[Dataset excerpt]
§
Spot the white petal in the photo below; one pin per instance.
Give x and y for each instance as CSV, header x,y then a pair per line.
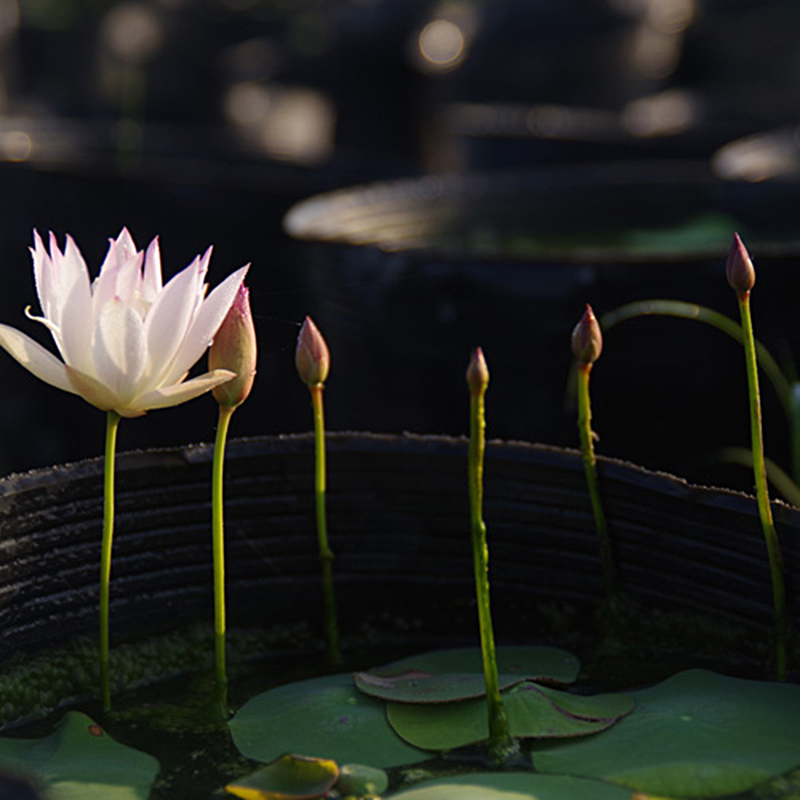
x,y
210,316
42,363
119,350
153,281
91,390
75,342
179,393
105,284
169,318
120,274
42,267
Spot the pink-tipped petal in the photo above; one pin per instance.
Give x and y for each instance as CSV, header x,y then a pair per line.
x,y
75,332
170,316
35,358
210,316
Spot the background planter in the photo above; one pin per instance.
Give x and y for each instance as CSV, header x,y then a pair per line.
x,y
409,276
399,528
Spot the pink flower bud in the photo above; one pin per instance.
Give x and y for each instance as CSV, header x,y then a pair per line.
x,y
587,339
234,348
477,372
312,358
739,268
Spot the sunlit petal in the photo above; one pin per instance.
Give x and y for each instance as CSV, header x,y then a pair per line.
x,y
127,340
41,272
170,316
75,335
153,281
179,393
35,358
201,332
119,350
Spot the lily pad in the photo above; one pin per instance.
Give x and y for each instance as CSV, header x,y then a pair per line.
x,y
358,779
80,761
697,734
290,777
322,717
447,676
533,712
513,786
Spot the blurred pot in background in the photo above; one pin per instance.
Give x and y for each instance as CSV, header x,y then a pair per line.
x,y
406,277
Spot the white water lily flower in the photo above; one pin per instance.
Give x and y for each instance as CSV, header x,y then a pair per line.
x,y
127,341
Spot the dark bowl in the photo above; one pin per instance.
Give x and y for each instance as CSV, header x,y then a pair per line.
x,y
405,278
399,527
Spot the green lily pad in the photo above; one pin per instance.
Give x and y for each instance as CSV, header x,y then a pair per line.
x,y
594,707
290,777
323,717
513,786
80,761
356,780
533,712
447,676
697,734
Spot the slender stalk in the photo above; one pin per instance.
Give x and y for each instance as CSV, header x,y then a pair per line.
x,y
332,652
794,428
112,425
780,481
500,742
762,494
590,467
218,544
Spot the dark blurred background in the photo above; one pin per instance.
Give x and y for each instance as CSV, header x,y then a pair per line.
x,y
205,121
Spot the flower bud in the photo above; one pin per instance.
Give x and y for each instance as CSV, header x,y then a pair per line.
x,y
739,268
587,339
312,358
477,372
234,349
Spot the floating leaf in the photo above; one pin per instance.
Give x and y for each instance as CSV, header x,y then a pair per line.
x,y
697,734
290,777
323,717
447,676
533,712
358,779
513,786
80,761
590,707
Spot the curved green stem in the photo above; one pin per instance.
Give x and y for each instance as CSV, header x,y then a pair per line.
x,y
112,425
675,308
218,546
332,652
762,494
590,468
500,741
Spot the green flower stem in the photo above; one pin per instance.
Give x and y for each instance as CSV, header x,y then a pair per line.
x,y
218,545
112,425
332,652
794,427
500,742
590,467
675,308
780,481
760,474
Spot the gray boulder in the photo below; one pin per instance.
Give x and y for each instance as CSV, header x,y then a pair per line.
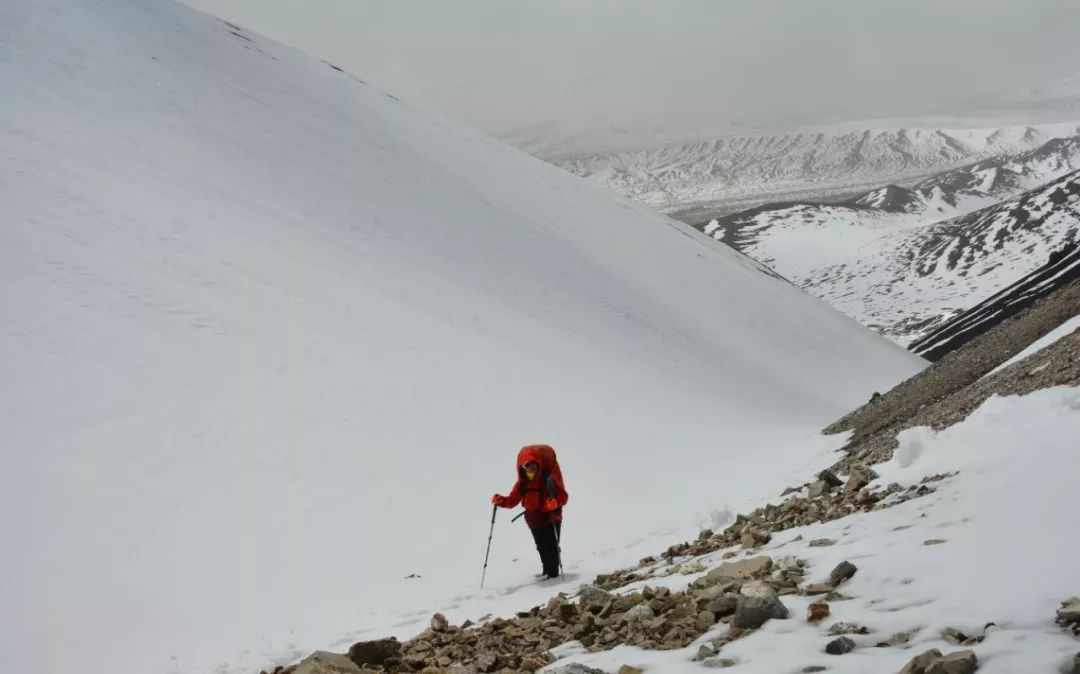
x,y
375,652
839,646
752,612
322,662
842,571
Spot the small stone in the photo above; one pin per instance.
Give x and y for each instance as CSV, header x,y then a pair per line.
x,y
591,595
723,606
839,629
705,620
842,571
959,662
743,569
755,539
642,611
577,668
859,477
817,589
752,612
376,651
758,589
954,636
817,611
439,623
322,662
1069,612
530,663
718,663
839,646
921,662
1071,665
933,662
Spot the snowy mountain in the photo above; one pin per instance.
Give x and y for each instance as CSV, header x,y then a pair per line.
x,y
698,182
1062,268
271,338
903,259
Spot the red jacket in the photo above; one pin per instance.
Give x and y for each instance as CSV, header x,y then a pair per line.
x,y
543,496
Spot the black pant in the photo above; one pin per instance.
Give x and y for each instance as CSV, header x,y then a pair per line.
x,y
547,539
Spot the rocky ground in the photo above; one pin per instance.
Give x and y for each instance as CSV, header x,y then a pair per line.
x,y
747,588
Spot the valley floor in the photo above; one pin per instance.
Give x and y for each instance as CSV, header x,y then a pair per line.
x,y
960,541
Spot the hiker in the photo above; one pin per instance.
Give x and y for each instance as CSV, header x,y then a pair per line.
x,y
541,493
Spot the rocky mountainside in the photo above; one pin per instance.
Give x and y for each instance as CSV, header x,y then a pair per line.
x,y
700,180
1063,268
903,260
898,553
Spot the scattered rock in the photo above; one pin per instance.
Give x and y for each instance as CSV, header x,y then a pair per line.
x,y
899,638
839,629
439,623
322,662
842,571
704,651
933,662
723,606
576,668
642,611
744,569
839,646
1068,615
375,652
591,595
718,662
817,611
755,539
752,612
1071,665
817,589
829,477
859,476
758,589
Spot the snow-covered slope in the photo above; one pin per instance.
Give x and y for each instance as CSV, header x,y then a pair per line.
x,y
1061,269
270,339
700,180
903,259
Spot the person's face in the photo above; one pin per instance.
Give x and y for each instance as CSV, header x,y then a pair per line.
x,y
530,470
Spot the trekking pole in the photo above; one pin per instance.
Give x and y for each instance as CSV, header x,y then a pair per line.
x,y
558,547
495,509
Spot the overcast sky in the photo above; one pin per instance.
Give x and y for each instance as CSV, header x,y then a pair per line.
x,y
665,69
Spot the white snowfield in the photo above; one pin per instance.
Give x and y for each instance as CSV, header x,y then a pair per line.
x,y
904,272
1002,558
733,173
270,339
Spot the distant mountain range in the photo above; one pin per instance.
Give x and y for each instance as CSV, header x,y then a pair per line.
x,y
904,259
697,182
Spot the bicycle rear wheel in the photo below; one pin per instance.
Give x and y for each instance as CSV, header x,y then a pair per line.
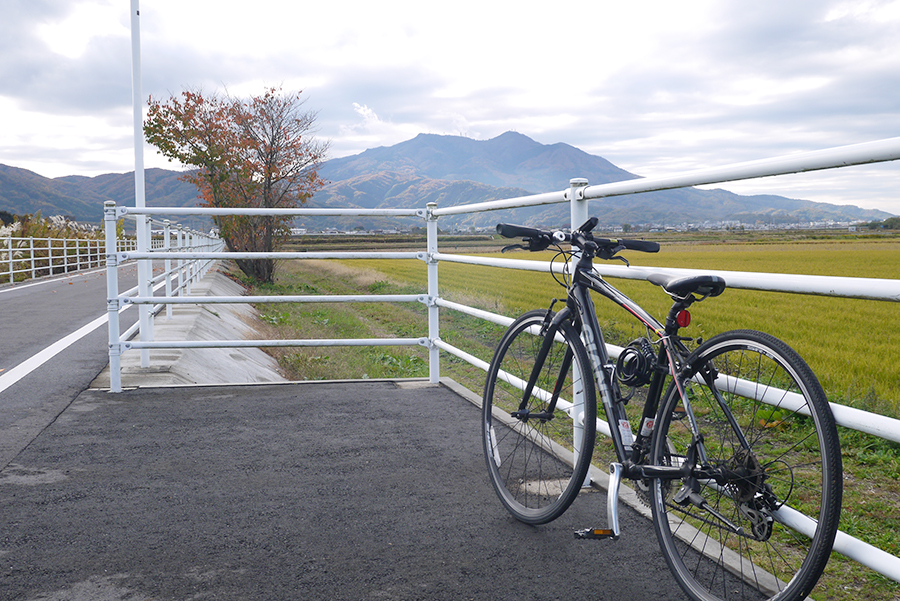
x,y
538,459
770,433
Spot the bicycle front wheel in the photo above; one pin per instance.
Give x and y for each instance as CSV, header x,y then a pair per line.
x,y
772,457
538,448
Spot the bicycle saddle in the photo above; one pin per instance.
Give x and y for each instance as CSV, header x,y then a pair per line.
x,y
704,285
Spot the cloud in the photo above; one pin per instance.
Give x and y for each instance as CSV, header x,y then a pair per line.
x,y
655,86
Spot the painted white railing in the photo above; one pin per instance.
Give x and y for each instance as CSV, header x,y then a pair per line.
x,y
29,258
577,195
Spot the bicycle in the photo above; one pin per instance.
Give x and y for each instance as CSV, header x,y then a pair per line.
x,y
735,443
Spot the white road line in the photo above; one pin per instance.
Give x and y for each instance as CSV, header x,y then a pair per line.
x,y
49,281
32,363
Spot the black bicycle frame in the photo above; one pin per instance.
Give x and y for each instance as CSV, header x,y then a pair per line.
x,y
630,450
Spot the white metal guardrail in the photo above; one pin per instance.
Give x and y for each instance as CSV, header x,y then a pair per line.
x,y
29,258
188,256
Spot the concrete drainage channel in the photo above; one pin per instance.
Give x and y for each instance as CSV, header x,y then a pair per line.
x,y
176,367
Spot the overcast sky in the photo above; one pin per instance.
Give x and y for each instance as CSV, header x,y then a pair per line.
x,y
653,86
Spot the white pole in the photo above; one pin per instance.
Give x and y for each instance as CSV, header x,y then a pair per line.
x,y
144,267
434,365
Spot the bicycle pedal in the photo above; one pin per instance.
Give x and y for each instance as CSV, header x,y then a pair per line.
x,y
595,533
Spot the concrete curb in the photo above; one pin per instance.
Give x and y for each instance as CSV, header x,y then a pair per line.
x,y
174,367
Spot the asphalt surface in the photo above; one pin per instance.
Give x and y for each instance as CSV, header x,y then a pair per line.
x,y
360,490
33,316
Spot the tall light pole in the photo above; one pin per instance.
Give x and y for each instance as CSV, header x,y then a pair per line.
x,y
145,268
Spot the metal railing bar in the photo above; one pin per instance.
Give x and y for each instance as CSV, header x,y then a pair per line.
x,y
508,203
821,285
225,300
167,344
842,156
224,255
180,211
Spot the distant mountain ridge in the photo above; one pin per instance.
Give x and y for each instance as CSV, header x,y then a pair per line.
x,y
448,170
82,198
513,164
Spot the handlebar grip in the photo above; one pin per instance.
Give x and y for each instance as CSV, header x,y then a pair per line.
x,y
640,245
509,230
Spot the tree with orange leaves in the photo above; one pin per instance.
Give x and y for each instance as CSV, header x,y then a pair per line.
x,y
255,153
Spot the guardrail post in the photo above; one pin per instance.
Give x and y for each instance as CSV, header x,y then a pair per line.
x,y
577,203
112,296
434,363
168,265
12,279
578,212
31,252
180,245
145,286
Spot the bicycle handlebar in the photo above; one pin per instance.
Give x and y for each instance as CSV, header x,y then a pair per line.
x,y
540,239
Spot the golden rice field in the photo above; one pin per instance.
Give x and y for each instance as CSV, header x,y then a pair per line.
x,y
851,344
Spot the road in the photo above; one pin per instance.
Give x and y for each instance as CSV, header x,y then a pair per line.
x,y
35,316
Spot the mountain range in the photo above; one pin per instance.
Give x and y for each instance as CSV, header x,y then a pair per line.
x,y
448,170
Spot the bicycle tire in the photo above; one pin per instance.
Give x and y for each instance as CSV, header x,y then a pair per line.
x,y
794,456
536,466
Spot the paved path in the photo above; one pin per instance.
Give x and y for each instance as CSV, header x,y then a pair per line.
x,y
363,490
34,316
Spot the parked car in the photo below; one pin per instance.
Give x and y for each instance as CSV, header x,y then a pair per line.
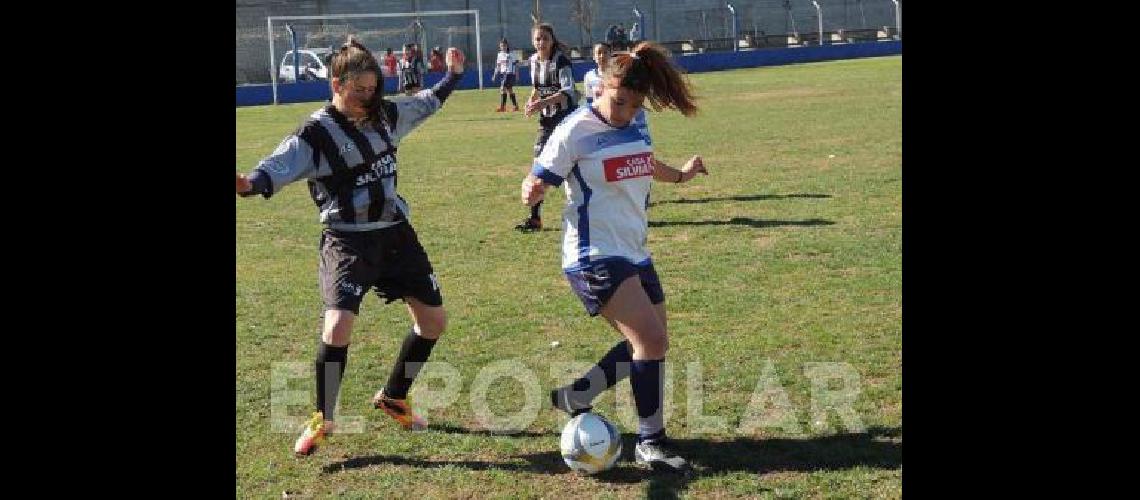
x,y
314,65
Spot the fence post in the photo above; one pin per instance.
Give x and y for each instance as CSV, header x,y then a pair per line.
x,y
898,19
735,34
296,57
819,15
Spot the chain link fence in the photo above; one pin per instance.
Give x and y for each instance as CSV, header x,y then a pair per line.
x,y
681,25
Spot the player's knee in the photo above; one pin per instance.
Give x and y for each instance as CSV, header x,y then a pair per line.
x,y
336,332
651,345
432,326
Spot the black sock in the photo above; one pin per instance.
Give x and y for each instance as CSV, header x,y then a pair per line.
§
TO BE DONE =>
Copy out the lines of the items above word for word, starting at the line that contains "Spot the black sock" and ending at the last line of the items.

WRITTEN ANSWER =>
Spot the black sock in the photo above; one pin per instance.
Give x and y for each instance as CSV, header x,y then a pair per line.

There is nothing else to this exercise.